__Goal__:
Tally the lines in the material below that contain the string "lesion", treating uppercase and lowercase as different. Reply with the number alone.

__Records shown__:
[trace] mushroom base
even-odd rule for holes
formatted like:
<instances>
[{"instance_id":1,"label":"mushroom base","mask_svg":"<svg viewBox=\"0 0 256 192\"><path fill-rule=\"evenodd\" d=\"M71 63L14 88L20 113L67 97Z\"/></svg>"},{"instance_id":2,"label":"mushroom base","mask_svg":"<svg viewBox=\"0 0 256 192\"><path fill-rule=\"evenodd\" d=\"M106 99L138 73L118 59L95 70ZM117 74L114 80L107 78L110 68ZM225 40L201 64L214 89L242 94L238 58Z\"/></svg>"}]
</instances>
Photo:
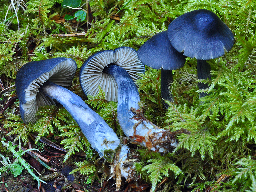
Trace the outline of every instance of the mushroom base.
<instances>
[{"instance_id":1,"label":"mushroom base","mask_svg":"<svg viewBox=\"0 0 256 192\"><path fill-rule=\"evenodd\" d=\"M176 146L174 136L144 117L138 104L140 101L138 89L127 72L114 65L105 68L104 71L112 75L117 84L117 118L131 142L159 152L172 151Z\"/></svg>"},{"instance_id":2,"label":"mushroom base","mask_svg":"<svg viewBox=\"0 0 256 192\"><path fill-rule=\"evenodd\" d=\"M58 102L68 111L92 147L98 152L100 156L104 155L106 150L116 151L120 146L120 149L118 150L118 152L115 154L115 160L112 166L115 169L119 170L120 177L123 176L126 179L133 178L134 166L122 166L127 159L129 148L120 144L120 140L113 130L80 97L49 81L44 84L41 90L46 95Z\"/></svg>"}]
</instances>

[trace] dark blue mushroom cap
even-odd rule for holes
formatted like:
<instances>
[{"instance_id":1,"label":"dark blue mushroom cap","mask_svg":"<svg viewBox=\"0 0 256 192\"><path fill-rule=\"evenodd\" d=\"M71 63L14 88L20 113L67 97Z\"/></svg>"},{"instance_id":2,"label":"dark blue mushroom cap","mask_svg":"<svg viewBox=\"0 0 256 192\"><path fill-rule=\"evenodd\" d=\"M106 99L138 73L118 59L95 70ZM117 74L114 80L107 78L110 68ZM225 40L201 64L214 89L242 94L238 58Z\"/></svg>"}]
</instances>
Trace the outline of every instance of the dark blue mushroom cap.
<instances>
[{"instance_id":1,"label":"dark blue mushroom cap","mask_svg":"<svg viewBox=\"0 0 256 192\"><path fill-rule=\"evenodd\" d=\"M29 62L20 69L15 83L21 116L25 123L36 121L35 114L40 106L55 103L40 91L43 84L49 80L63 87L69 86L76 67L73 59L59 58Z\"/></svg>"},{"instance_id":2,"label":"dark blue mushroom cap","mask_svg":"<svg viewBox=\"0 0 256 192\"><path fill-rule=\"evenodd\" d=\"M142 63L157 69L177 69L183 67L186 61L186 57L171 44L167 31L155 35L142 45L137 52Z\"/></svg>"},{"instance_id":3,"label":"dark blue mushroom cap","mask_svg":"<svg viewBox=\"0 0 256 192\"><path fill-rule=\"evenodd\" d=\"M112 76L104 71L110 64L124 69L134 81L140 78L137 73L145 72L144 65L138 58L137 52L132 48L121 47L114 51L98 52L87 59L80 70L80 84L86 95L96 95L99 92L99 86L105 93L107 100L117 101L116 83Z\"/></svg>"},{"instance_id":4,"label":"dark blue mushroom cap","mask_svg":"<svg viewBox=\"0 0 256 192\"><path fill-rule=\"evenodd\" d=\"M209 60L224 55L234 45L231 31L218 16L200 9L186 13L169 25L171 43L184 55L198 60Z\"/></svg>"}]
</instances>

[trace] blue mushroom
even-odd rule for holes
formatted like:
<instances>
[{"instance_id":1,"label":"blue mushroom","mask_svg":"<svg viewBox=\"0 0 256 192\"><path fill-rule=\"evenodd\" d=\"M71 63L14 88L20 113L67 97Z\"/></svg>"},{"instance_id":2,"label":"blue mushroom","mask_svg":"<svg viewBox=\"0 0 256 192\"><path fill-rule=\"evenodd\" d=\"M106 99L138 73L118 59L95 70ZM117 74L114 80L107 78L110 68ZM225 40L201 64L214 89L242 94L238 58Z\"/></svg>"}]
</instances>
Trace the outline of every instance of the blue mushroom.
<instances>
[{"instance_id":1,"label":"blue mushroom","mask_svg":"<svg viewBox=\"0 0 256 192\"><path fill-rule=\"evenodd\" d=\"M197 59L199 79L211 79L211 67L206 60L224 55L234 45L234 35L214 13L205 9L186 13L172 21L167 30L171 43L179 52ZM209 88L199 83L200 89ZM205 94L201 93L200 97Z\"/></svg>"},{"instance_id":2,"label":"blue mushroom","mask_svg":"<svg viewBox=\"0 0 256 192\"><path fill-rule=\"evenodd\" d=\"M99 92L99 86L108 101L117 101L116 83L112 77L104 72L104 68L111 64L123 68L135 81L140 78L137 73L145 71L136 51L130 47L121 47L114 50L97 52L84 62L80 70L79 81L86 95L96 95Z\"/></svg>"},{"instance_id":3,"label":"blue mushroom","mask_svg":"<svg viewBox=\"0 0 256 192\"><path fill-rule=\"evenodd\" d=\"M162 98L173 101L170 84L172 82L172 70L183 66L186 57L174 48L168 39L167 31L154 35L142 45L137 51L138 57L144 64L161 69L161 95ZM164 104L168 108L165 102Z\"/></svg>"}]
</instances>

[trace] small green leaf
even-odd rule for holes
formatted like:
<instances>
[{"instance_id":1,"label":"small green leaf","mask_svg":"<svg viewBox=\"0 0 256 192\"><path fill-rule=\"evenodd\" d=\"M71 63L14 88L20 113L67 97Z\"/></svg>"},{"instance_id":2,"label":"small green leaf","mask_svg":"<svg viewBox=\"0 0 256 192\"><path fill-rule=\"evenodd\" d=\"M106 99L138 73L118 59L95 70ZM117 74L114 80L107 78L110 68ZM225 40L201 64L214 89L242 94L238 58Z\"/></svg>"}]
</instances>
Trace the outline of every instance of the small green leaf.
<instances>
[{"instance_id":1,"label":"small green leaf","mask_svg":"<svg viewBox=\"0 0 256 192\"><path fill-rule=\"evenodd\" d=\"M66 15L64 17L64 19L67 21L69 21L71 19L74 19L74 16L70 15Z\"/></svg>"},{"instance_id":2,"label":"small green leaf","mask_svg":"<svg viewBox=\"0 0 256 192\"><path fill-rule=\"evenodd\" d=\"M82 10L79 10L75 13L75 17L77 18L77 21L81 19L81 21L83 21L86 19L86 13Z\"/></svg>"},{"instance_id":3,"label":"small green leaf","mask_svg":"<svg viewBox=\"0 0 256 192\"><path fill-rule=\"evenodd\" d=\"M75 8L79 7L81 4L81 0L64 0L61 3L61 6L69 6Z\"/></svg>"},{"instance_id":4,"label":"small green leaf","mask_svg":"<svg viewBox=\"0 0 256 192\"><path fill-rule=\"evenodd\" d=\"M11 169L10 172L13 174L14 177L17 177L19 175L24 168L22 166L18 164L12 165L9 167L9 168Z\"/></svg>"}]
</instances>

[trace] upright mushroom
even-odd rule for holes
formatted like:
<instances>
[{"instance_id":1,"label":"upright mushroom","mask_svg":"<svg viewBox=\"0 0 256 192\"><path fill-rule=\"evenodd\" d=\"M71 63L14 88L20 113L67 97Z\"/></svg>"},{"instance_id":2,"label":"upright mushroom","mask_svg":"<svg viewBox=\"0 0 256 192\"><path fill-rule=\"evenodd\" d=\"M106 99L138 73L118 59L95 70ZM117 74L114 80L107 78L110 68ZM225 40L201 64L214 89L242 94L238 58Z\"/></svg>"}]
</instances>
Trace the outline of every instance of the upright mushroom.
<instances>
[{"instance_id":1,"label":"upright mushroom","mask_svg":"<svg viewBox=\"0 0 256 192\"><path fill-rule=\"evenodd\" d=\"M73 117L100 156L104 155L105 150L114 151L120 146L114 168L120 168L121 175L130 179L132 166L122 166L124 163L121 162L120 166L116 167L119 162L127 158L128 147L120 144L113 130L80 97L62 87L71 83L76 69L76 62L69 58L30 62L21 68L16 77L16 87L22 118L25 123L34 122L38 107L54 104L53 100L56 101Z\"/></svg>"},{"instance_id":2,"label":"upright mushroom","mask_svg":"<svg viewBox=\"0 0 256 192\"><path fill-rule=\"evenodd\" d=\"M123 47L116 49L115 50L115 53L117 52L117 50L123 49ZM129 72L124 68L116 65L115 63L112 61L111 59L114 56L111 54L106 54L109 51L106 51L106 53L104 54L106 56L110 57L110 58L104 57L104 60L109 61L108 63L109 64L107 66L104 64L103 67L102 60L97 57L99 55L101 55L102 53L105 53L101 52L93 55L93 56L90 57L89 59L87 59L83 64L82 69L87 69L87 71L91 72L92 74L88 75L93 77L92 72L93 69L95 68L94 66L100 66L103 68L101 70L101 74L107 75L109 78L113 78L115 81L117 86L113 87L115 89L113 88L111 91L112 93L117 92L115 94L117 94L118 97L118 119L124 133L132 143L159 152L166 152L172 151L176 146L174 136L171 132L158 127L144 117L138 105L140 100L135 83ZM127 61L126 60L127 57L124 57L124 54L115 54L115 59L116 60L120 61L118 63L119 65L121 66L123 63L129 63L129 65L132 66L133 62L136 64L138 63L138 61L139 61L136 56L136 51L135 50L134 52L135 55L133 57L136 58L136 59L131 60L128 59ZM94 58L95 57L96 58ZM89 64L92 62L93 68L90 70L90 68L92 65ZM139 63L140 65L143 65L140 61ZM83 77L86 76L86 74L83 71L80 71L80 76ZM96 72L96 75L98 75L98 72ZM82 79L80 77L80 79ZM98 85L95 86L97 87ZM106 93L107 94L107 92Z\"/></svg>"},{"instance_id":3,"label":"upright mushroom","mask_svg":"<svg viewBox=\"0 0 256 192\"><path fill-rule=\"evenodd\" d=\"M233 47L234 37L228 27L215 13L200 9L178 17L169 25L168 36L173 47L184 55L197 59L199 79L211 78L207 60L221 56ZM200 89L209 88L198 84ZM200 93L200 97L205 95Z\"/></svg>"},{"instance_id":4,"label":"upright mushroom","mask_svg":"<svg viewBox=\"0 0 256 192\"><path fill-rule=\"evenodd\" d=\"M154 69L161 69L161 95L162 98L173 101L169 88L172 82L172 70L182 67L186 62L184 56L171 44L165 31L156 34L139 49L138 57L144 64ZM168 104L164 102L165 107Z\"/></svg>"},{"instance_id":5,"label":"upright mushroom","mask_svg":"<svg viewBox=\"0 0 256 192\"><path fill-rule=\"evenodd\" d=\"M136 51L132 48L121 47L114 50L98 52L87 59L80 70L80 84L86 95L96 95L99 91L99 86L107 100L117 101L116 83L112 76L104 72L104 68L111 64L123 68L134 81L140 78L136 73L145 71Z\"/></svg>"}]
</instances>

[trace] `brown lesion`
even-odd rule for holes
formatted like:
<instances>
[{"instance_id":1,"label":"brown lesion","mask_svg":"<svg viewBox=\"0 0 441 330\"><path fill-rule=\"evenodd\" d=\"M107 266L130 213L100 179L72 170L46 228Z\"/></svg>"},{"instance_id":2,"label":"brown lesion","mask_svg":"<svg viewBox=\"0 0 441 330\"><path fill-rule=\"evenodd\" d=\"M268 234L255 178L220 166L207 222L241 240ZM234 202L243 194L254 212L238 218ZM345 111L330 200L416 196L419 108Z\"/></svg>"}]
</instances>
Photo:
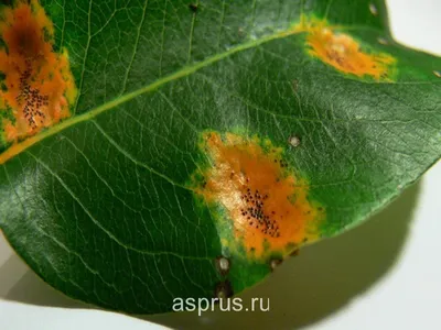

__Exercise solution__:
2